◆ Reading text:
= Beginning of Section =

Other notable developments are::

  • Hospitals’ financial health improved considerably over the past two years, although urban safety net hospitals remain financially fragile.

  • Health plans are challenged to control rising utilization, but they also are moving back toward fee-for-service payment arrangements for primary care physicians, which threatens to weaken provider financial incentives to control service use.

  • Unprecedented demand has halted growth in public insurance coverage, and a $5 billion state budget deficit may prompt rollbacks.


Hospitals’ Financial Health Shows Dramatic Improvement

fter several years of red ink, efforts by New Jersey hospitals to bolster their bottom lines have paid off. The New Jersey Hospital Association reports combined earnings of $320 million for 2000 and 2001 for all hospitals in the state, a sharp contrast to the collective loss of $429 million reported for 1998 and 1999. Hospitals in northern New Jersey report similar financial improvement. The market’s two largest hospital systems—predominantly suburban St. Barnabas Health System (nine hospitals) and Atlantic Health System (four hospitals)—each incurred losses in 1998 and 1999, but reported profits in 2000 and 2001.

While the financial health of urban safety net hospitals also improved, it continues to be comparatively more fragile than that of suburban hospitals. Two large urban safety net hospitals in Newark, state-owned University Hospital and Cathedral Health System, report improved financial performance. University Hospital, for example, reports moving from operating losses in 2000 to profitability in 2001 and 2002, aided in part by increased state funding for charity care services and more patients with Medicaid reimbursement. Cathedral Health System also reports improved financial performance. There are concerns, however, that the state’s budget crisis may lead to cuts that would jeopardize these gains, particularly as the recent economic downturn threatens to increase demand for safety net services.

= End of Section =

◆ To do:
a) Answer these from the passage on New Jersey hospitals:
(i) How large is the state budget deficit?
(ii) What combined earnings did all hospitals in the state report for 2000 and 2001?
(iii) How many hospitals make up Atlantic Health System?
b) From the passage on New Jersey hospitals, quote the words from "fter several years" to "2000 and 2001.".
c) List every hospital or hospital system named in the passage on New Jersey hospitals.
The lines are not needed for any task here.

◆ Supplied information:
= Beginning of Section =

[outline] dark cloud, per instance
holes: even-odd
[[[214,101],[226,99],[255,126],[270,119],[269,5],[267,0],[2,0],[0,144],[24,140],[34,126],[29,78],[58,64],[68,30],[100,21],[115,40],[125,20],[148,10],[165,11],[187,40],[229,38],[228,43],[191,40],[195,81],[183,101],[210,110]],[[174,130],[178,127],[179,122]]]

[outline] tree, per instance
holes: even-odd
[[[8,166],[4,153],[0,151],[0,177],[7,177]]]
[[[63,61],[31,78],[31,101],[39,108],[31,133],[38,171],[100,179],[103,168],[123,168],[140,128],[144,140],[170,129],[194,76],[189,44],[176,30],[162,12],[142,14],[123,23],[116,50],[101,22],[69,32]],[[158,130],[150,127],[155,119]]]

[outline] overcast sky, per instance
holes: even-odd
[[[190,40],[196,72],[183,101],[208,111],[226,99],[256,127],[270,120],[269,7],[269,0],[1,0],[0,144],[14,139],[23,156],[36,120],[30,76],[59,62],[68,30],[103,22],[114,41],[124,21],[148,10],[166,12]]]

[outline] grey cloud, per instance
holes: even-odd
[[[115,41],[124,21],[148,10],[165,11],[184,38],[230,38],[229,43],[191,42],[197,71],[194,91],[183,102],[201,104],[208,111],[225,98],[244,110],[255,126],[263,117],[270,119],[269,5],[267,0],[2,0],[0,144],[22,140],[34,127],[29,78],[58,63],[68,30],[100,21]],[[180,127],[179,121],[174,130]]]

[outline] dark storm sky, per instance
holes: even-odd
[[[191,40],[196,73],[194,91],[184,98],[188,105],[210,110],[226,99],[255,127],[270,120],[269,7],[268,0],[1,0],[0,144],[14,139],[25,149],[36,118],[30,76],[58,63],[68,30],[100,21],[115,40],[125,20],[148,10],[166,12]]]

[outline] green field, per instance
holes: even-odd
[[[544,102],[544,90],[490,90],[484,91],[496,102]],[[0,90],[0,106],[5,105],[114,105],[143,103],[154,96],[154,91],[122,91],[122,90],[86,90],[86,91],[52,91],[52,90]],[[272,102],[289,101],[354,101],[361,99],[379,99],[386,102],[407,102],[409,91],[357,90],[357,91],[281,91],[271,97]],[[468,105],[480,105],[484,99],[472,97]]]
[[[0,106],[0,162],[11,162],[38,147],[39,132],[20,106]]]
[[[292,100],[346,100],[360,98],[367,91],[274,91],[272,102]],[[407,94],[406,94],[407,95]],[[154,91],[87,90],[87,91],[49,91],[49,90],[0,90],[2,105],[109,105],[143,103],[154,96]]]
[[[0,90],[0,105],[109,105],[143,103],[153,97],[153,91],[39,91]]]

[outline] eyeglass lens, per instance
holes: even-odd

= End of Section =

◆ Answers given:
a)
(i) $5 billion
(ii) $320 million
(iii) Four

b)
fter several years of red ink, efforts by New Jersey hospitals to bolster their bottom lines have paid off. The New Jersey Hospital Association reports combined earnings of $320 million for 2000 and 2001 for all hospitals in the state, a sharp contrast to the collective loss of $429 million reported for 1998 and 1999. Hospitals in northern New Jersey report similar financial improvement. The market’s two largest hospital systems—predominantly suburban St. Barnabas Health System (nine hospitals) and Atlantic Health System (four hospitals)—each incurred losses in 1998 and 1999, but reported profits in 2000 and 2001.

c)
St. Barnabas Health System
Atlantic Health System
University Hospital
Cathedral Health System